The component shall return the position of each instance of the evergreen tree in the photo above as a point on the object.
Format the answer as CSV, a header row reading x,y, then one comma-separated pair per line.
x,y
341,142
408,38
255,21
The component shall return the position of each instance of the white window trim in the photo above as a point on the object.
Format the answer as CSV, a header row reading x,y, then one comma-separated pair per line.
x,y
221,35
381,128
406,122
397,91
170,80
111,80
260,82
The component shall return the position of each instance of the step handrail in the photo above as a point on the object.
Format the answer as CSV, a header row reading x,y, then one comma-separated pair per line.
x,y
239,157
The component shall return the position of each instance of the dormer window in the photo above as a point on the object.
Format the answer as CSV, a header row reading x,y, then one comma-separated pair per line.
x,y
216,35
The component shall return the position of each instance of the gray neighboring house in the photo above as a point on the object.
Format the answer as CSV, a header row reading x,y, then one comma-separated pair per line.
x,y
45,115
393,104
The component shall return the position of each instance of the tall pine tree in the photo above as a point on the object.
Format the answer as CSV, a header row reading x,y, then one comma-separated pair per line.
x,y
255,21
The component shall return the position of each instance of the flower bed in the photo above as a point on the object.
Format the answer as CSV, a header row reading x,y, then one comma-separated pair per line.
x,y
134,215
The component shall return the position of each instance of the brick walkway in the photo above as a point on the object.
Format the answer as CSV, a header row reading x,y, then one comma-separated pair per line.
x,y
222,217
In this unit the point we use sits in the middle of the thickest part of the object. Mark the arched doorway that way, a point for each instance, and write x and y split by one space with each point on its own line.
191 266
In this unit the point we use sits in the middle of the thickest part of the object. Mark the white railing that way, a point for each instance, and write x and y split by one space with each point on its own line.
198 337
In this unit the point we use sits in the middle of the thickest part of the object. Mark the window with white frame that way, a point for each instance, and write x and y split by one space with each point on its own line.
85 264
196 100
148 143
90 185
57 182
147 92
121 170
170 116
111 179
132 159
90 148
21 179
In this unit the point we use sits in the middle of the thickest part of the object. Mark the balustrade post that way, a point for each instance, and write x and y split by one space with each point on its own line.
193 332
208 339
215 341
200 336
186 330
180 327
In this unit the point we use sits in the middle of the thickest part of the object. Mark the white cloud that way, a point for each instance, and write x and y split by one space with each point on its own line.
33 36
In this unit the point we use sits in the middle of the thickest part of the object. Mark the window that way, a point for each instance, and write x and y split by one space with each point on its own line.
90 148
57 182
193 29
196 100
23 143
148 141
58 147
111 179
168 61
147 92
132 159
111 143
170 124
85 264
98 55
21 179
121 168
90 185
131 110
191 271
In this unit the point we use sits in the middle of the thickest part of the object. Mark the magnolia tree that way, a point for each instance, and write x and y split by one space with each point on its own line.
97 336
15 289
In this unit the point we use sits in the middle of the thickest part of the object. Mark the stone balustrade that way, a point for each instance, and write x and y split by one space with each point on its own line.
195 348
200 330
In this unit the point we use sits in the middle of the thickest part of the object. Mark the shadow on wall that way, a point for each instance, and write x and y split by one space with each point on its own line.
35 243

• _Requirements_
Quote the entire listing above exactly.

• _Expected answer_
The component shall return the position of each instance of the evergreen tree in the photo above as a point on the object.
Format the answer as CSV, a header row reading x,y, then one comma-separated pair per line.
x,y
341,142
408,38
255,21
The component shall return the position of each instance of the white window trim in the photo above as a point on the object.
Format the answer as CSV, a header row reading x,y, then one comma-separated pair per line.
x,y
221,35
381,128
406,122
397,91
170,80
111,80
260,82
The component shall return the position of each instance of the step handrail in the photo above as a point on the object.
Format the answer as CSV, a header row reading x,y, then one comma-separated pair per line.
x,y
239,157
The component shall return the position of each instance of the dormer window in the photo above as a point on the object.
Format the answer as CSV, a header row reading x,y, then one comma-separated pair per line.
x,y
216,35
The component shall return the position of each instance of the gray neighboring house in the photo above as a point on the object.
Format the answer as CSV, a header row reading x,y, then one comma-separated pair per line.
x,y
45,115
393,104
The component shall return the position of each instance of the tall pine tree in the photo above as a point on the object.
Format the answer as CSV, a header row reading x,y, then one comma-separated pair per line.
x,y
255,21
The component shall return the position of each instance of the flower bed in the photo above as a point on the object.
Format the answer as CSV, a header row reading x,y, then one comma-separated pair per line.
x,y
134,215
The component shall return the position of each instance of the brick walkway in the photo above as a point on the object.
Format the answer as CSV, a header row reading x,y, then one comma-separated pair per line.
x,y
222,217
In this unit the point we use sits in the middle of the thickest part of the object. Mark the arched doorway that way, a point for each instance, and write x and y split by one space with each point on its own line.
191 266
In this unit the point we use sits in the middle of the thickest part of the object. Mark the white railing that way, a point for each instance, and write x and y split by one space with each point on its own line.
198 337
In this unit the point we use sits in the middle of the thickest part of the object. Mark the window with white frame that way, a point for each instance, and write x and y split by one space with each point on its own line.
85 264
196 100
148 143
90 185
57 182
147 92
121 170
170 116
111 179
132 159
90 148
21 179
In this unit the point we use sits in the middle of the thickest part of the object. Mark the balustrade post that way, a point for each instance, and write x and y split by one space with each point on its own line.
193 332
208 339
215 341
200 336
186 330
180 327
In this unit the point we use sits in the middle of the thickest part of the object. Mark the white cloud that way, a point for each instance, and write x and y split by one space with each point on its own line.
33 36
In this unit the point we use sits in the middle of the thickest part of the object. Mark the window that way, a point for each instance, and write x and y split by one space with each point on its own line.
90 148
57 182
193 29
196 100
23 143
148 141
58 147
111 179
168 61
147 92
132 159
111 143
170 124
85 264
98 55
21 179
121 168
90 185
131 110
191 271
In this unit the point we use sits in the middle of the thickest part of the object. Mark the magnolia tree that way, a point for each instance, and write x and y split by one space with each point on its own line.
97 336
15 289
In this unit the point we use sits in the middle of the thickest part of the object. Mark the stone balustrade that way, a point for each instance, and write x and y split by one space with each point on its own line.
195 348
200 330
In this unit the point we use sits in the middle of the thickest part of the object. Mark the shadow on wall that way, a point for each instance, and write x and y split by one space with each point on its own line.
35 243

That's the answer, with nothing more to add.